The line containing "Target: treadmill console" marks where to begin; quote it and every line after it through the end of the data, exactly as written.

:::::

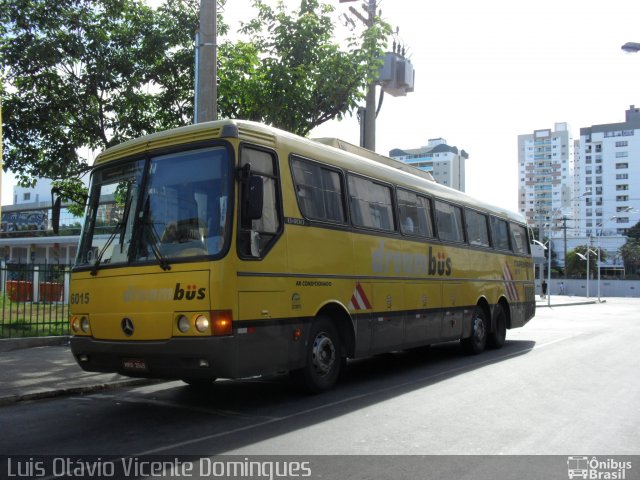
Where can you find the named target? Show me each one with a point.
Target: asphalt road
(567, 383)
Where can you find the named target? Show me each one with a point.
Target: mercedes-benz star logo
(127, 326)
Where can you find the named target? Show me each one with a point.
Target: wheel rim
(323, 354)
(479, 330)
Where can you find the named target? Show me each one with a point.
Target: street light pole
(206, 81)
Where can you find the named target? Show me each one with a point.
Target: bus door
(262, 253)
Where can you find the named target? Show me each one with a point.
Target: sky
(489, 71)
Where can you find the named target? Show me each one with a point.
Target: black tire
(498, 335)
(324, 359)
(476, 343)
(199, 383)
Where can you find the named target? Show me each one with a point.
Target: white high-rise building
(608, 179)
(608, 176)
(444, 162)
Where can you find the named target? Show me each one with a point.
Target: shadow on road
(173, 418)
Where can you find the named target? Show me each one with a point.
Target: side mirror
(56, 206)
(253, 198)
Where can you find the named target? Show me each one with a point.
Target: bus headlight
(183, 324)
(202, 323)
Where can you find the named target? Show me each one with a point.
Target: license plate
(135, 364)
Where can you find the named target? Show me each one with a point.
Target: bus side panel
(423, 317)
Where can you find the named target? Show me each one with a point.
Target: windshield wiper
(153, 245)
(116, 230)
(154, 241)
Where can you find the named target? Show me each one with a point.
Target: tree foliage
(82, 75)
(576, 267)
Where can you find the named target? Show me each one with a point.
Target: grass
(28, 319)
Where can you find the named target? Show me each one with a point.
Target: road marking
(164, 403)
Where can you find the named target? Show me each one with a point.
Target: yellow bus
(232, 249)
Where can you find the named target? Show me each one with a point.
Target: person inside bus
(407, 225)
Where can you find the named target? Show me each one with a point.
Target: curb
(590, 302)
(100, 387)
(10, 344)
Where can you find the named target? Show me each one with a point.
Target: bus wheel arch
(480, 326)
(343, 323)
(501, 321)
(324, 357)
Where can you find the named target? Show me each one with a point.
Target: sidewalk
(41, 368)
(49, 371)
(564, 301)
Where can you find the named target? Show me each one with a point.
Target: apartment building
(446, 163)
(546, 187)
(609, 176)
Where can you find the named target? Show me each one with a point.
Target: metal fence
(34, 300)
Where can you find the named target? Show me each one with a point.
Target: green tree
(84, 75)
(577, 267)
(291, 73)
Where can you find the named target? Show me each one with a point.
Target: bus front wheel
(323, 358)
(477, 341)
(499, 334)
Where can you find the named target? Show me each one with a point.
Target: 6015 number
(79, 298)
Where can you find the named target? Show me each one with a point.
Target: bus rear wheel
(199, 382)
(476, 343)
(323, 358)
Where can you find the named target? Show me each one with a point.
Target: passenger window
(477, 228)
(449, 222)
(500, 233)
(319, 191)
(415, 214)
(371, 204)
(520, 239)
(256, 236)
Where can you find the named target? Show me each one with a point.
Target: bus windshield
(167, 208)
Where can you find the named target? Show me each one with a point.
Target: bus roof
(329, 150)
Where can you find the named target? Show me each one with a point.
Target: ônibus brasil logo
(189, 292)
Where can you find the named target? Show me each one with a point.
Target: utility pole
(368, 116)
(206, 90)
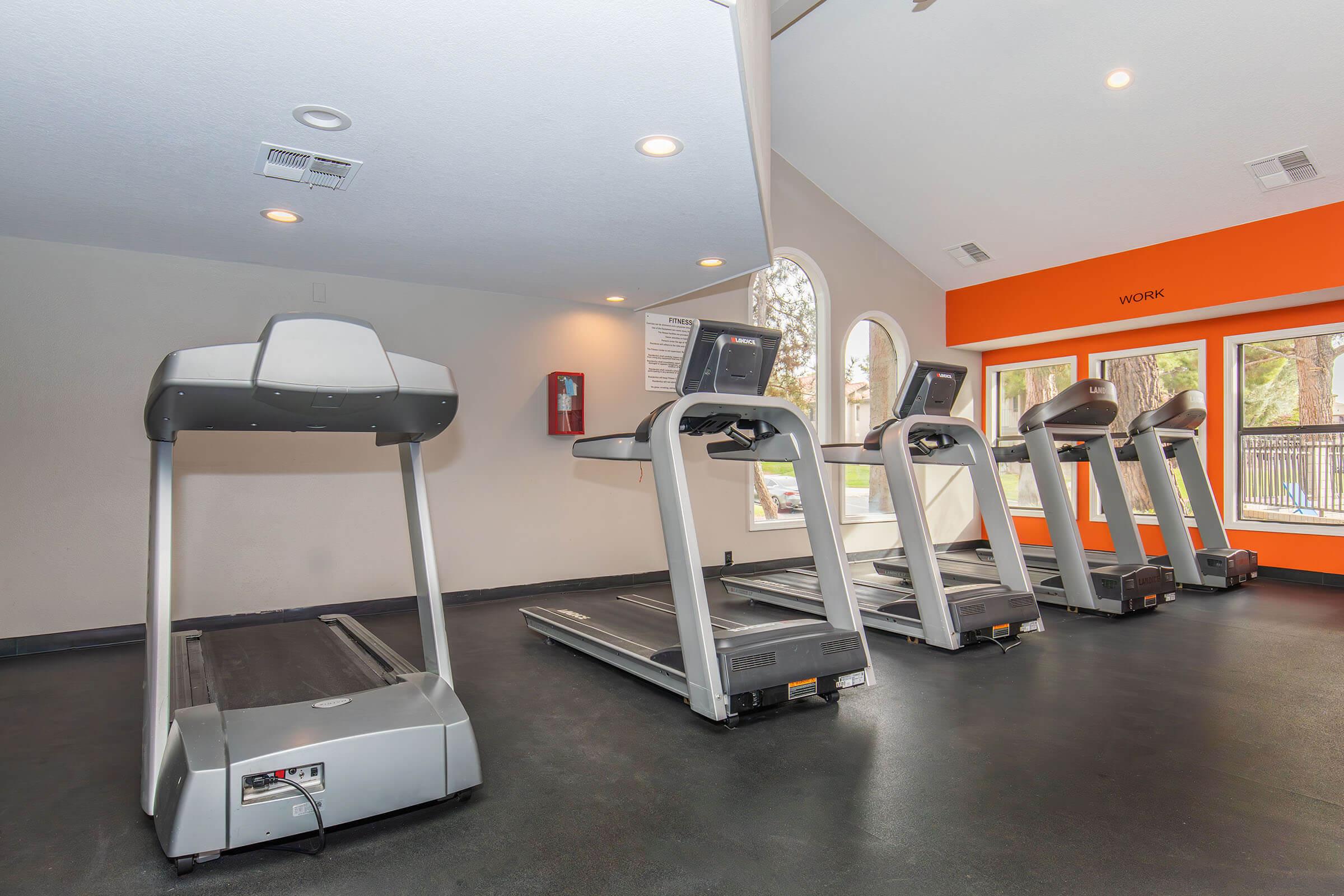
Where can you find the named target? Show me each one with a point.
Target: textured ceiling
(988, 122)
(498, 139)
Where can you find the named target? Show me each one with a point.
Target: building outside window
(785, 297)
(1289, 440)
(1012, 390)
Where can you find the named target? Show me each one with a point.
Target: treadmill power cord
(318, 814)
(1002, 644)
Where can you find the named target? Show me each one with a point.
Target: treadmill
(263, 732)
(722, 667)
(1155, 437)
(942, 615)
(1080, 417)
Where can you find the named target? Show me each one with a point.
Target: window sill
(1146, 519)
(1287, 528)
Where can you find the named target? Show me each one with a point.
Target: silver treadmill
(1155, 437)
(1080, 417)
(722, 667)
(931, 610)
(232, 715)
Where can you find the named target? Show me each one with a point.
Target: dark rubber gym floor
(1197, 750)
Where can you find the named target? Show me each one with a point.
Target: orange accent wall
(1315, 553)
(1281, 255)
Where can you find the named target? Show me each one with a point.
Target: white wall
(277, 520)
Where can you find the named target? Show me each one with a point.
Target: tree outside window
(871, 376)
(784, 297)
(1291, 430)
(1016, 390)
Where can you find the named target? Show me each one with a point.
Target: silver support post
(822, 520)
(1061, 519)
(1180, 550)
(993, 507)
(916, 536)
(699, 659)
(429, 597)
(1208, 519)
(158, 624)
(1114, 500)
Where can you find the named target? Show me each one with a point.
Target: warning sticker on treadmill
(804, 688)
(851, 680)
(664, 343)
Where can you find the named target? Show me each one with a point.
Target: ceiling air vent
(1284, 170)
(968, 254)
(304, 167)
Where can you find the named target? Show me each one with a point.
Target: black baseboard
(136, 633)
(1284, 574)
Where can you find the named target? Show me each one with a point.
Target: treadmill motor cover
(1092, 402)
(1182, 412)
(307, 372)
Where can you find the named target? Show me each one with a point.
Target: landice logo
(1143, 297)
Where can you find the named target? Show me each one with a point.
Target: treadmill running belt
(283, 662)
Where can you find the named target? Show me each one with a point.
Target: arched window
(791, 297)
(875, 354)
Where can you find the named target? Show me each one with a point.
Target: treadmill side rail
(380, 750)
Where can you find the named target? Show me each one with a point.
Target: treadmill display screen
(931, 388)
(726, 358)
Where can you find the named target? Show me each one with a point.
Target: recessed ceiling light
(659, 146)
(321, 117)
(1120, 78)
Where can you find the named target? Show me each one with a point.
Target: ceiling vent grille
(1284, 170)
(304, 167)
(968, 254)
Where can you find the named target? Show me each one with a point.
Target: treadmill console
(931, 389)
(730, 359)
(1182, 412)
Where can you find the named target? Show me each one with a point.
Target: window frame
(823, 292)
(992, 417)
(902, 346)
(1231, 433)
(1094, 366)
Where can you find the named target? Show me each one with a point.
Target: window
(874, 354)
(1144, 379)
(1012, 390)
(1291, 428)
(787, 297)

:::::

**TASK ANSWER:**
Target: treadmill console
(931, 389)
(730, 359)
(1182, 412)
Where can you find the named target? Show me each one with a point.
Target: window frame
(823, 292)
(992, 417)
(902, 346)
(1231, 433)
(1094, 366)
Where can you find the named target? Show me each one with a point.
Target: window
(874, 354)
(1144, 379)
(1012, 390)
(1291, 428)
(787, 297)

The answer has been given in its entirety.